[Tarefa proposta]:
Transcreva sem alterações a parte do trecho sobre a decisão judicial que vai de "Ao abrigo das" a "com o Sr. B... ?".

[Trecho fornecido]:
━━━━
Ao abrigo das disposições supra citadas, julgou improcedente o pedido de indemnização civil, deduzida por B... a fls 113 e em consequência, absolveu o arguido / requerido do pedido.
                                                           *
            Desta sentença interpôs recurso o assistente, B... , sendo do seguinte teor as conclusões, formuladas na motivação do recurso:
1ª - O arguido foi absolvido do crime de difamação apesar de se ter produzido prova e resultado provados factos que permitiam a sua condenação, já que agiu deforma dolosa como se passa a demonstrar:
2ª A Mma. Juiz considerou provado -ponto 1 dos factos provados que: "... Quando a Meritíssima Juiz perguntou ao arguido qual era o relacionamento que tinha com o assistente, aquele respondeu:
JUIZ: E com o Sr. B... ?
━━━━
[Informação apresentada]:
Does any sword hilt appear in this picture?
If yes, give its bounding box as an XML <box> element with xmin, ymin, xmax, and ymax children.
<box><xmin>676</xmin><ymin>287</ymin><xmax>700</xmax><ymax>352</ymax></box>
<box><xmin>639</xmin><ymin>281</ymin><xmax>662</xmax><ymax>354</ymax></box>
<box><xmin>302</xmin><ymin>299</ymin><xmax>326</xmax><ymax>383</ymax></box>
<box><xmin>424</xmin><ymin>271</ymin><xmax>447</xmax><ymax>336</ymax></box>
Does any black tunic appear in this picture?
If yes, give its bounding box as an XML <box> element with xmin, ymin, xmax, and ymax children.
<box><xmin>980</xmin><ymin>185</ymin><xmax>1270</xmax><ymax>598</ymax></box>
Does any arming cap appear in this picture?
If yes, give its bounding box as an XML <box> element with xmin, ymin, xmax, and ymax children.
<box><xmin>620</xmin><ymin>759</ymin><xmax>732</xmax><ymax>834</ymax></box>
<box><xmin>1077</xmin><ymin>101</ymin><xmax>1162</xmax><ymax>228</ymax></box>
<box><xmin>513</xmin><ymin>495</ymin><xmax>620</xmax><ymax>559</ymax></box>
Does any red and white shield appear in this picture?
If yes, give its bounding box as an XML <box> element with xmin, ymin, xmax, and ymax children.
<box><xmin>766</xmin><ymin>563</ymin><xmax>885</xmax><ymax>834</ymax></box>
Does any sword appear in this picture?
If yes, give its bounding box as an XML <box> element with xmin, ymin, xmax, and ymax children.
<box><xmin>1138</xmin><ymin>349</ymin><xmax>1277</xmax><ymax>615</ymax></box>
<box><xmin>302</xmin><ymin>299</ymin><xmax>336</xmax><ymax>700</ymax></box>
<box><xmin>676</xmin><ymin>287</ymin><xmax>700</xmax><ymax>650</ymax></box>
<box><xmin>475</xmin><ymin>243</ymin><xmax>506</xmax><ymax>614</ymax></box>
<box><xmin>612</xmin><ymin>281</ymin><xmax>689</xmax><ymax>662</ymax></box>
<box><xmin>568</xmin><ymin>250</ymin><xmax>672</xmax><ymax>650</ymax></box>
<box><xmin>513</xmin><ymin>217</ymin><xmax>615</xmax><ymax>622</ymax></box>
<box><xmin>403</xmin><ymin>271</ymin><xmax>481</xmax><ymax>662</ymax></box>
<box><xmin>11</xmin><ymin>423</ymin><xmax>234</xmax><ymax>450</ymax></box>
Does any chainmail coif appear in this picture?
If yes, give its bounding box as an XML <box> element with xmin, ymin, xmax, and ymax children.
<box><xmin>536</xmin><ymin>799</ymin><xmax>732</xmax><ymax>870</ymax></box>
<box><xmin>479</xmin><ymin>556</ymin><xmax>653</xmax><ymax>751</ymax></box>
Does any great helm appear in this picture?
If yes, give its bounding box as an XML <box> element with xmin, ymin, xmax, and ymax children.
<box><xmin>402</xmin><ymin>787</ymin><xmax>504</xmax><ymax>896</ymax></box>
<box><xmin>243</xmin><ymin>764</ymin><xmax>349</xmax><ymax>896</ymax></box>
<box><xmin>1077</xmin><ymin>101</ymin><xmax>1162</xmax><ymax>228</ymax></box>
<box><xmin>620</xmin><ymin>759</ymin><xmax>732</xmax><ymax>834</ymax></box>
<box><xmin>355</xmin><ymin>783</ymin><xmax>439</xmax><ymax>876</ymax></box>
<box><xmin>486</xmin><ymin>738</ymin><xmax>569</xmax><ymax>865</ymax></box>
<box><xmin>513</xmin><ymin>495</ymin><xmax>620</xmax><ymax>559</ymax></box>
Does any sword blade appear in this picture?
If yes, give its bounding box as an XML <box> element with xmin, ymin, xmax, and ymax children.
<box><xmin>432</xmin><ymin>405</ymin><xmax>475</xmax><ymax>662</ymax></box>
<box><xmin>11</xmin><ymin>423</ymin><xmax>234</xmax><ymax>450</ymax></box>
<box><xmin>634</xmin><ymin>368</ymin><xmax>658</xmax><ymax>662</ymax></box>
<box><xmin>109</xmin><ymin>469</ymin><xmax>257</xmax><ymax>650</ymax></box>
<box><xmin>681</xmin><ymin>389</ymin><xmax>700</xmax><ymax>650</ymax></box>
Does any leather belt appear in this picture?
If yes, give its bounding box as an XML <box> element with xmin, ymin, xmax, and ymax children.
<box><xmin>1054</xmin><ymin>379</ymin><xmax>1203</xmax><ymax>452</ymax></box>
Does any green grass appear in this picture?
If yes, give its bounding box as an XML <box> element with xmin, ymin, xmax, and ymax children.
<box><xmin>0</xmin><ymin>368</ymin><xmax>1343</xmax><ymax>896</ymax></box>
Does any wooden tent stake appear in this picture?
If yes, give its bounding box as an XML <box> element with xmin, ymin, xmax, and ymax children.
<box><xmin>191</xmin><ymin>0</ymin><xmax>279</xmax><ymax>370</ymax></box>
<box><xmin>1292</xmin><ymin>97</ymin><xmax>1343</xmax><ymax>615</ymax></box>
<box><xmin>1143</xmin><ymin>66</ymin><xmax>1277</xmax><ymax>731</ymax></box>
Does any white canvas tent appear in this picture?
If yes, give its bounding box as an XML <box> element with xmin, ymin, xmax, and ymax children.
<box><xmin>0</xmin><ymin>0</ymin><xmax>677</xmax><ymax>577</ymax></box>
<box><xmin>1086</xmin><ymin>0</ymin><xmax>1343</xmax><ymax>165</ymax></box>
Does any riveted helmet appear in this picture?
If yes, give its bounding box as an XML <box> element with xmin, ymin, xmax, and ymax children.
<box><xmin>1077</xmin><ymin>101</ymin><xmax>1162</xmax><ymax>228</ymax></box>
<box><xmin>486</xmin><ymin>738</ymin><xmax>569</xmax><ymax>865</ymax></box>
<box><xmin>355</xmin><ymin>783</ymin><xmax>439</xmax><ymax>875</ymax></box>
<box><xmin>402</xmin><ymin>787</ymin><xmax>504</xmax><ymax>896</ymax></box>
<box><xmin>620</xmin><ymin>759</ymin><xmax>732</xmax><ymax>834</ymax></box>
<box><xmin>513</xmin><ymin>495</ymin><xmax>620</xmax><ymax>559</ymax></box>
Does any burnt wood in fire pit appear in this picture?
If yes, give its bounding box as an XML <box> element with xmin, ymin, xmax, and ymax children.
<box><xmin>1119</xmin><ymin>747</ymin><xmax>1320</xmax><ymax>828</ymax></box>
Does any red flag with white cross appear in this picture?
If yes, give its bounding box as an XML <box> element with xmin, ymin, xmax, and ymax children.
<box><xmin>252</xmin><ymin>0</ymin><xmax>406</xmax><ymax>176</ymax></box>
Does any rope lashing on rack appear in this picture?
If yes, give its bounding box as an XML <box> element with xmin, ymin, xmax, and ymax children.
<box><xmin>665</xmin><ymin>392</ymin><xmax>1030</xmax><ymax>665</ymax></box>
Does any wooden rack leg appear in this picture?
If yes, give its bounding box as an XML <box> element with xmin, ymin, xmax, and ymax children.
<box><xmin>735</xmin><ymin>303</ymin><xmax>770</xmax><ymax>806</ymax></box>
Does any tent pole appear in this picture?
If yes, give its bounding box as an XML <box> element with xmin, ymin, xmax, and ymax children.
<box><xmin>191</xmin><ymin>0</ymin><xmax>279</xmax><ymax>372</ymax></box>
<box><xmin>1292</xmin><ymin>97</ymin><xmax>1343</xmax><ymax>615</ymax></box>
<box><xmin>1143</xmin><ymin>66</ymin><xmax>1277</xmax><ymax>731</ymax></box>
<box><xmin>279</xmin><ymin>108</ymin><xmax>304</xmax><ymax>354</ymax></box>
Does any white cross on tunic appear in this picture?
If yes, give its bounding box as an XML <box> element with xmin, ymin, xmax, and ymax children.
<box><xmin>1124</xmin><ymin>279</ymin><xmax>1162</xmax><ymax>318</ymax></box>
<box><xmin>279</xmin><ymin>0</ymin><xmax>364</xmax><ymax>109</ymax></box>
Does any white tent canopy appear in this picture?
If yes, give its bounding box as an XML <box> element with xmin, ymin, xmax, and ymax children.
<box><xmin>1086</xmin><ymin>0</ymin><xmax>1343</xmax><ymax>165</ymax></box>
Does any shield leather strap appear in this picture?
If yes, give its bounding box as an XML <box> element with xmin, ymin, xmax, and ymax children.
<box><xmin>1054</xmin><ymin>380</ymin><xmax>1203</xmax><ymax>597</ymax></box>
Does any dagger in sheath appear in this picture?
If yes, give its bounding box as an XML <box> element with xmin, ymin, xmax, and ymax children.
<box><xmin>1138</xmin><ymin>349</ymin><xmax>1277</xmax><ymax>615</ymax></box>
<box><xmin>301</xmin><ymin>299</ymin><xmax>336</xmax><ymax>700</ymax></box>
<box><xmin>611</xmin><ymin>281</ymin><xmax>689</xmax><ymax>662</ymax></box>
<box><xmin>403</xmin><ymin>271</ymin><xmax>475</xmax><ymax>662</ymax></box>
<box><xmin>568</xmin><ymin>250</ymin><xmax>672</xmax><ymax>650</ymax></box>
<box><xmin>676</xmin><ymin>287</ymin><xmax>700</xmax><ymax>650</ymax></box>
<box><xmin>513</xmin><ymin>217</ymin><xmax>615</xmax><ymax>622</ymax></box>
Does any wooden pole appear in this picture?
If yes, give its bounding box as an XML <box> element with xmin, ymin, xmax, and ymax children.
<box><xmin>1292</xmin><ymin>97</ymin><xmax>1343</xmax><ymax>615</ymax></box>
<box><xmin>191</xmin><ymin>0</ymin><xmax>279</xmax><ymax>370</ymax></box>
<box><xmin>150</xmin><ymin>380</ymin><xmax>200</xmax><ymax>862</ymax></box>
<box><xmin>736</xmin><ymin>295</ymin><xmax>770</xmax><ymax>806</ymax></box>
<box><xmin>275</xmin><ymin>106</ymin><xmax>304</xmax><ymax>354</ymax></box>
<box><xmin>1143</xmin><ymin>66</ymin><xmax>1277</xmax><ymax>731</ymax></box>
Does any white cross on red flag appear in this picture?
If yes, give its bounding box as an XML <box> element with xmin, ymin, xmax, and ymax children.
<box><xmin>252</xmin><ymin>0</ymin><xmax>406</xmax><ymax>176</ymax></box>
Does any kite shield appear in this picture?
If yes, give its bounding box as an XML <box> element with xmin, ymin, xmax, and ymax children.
━━━━
[Resultado da tarefa]:
Ao abrigo das disposições supra citadas, julgou improcedente o pedido de indemnização civil, deduzida por B... a fls 113 e em consequência, absolveu o arguido / requerido do pedido.
                                                           *
            Desta sentença interpôs recurso o assistente, B... , sendo do seguinte teor as conclusões, formuladas na motivação do recurso:
1ª - O arguido foi absolvido do crime de difamação apesar de se ter produzido prova e resultado provados factos que permitiam a sua condenação, já que agiu deforma dolosa como se passa a demonstrar:
2ª A Mma. Juiz considerou provado -ponto 1 dos factos provados que: "... Quando a Meritíssima Juiz perguntou ao arguido qual era o relacionamento que tinha com o assistente, aquele respondeu:
JUIZ: E com o Sr. B... ?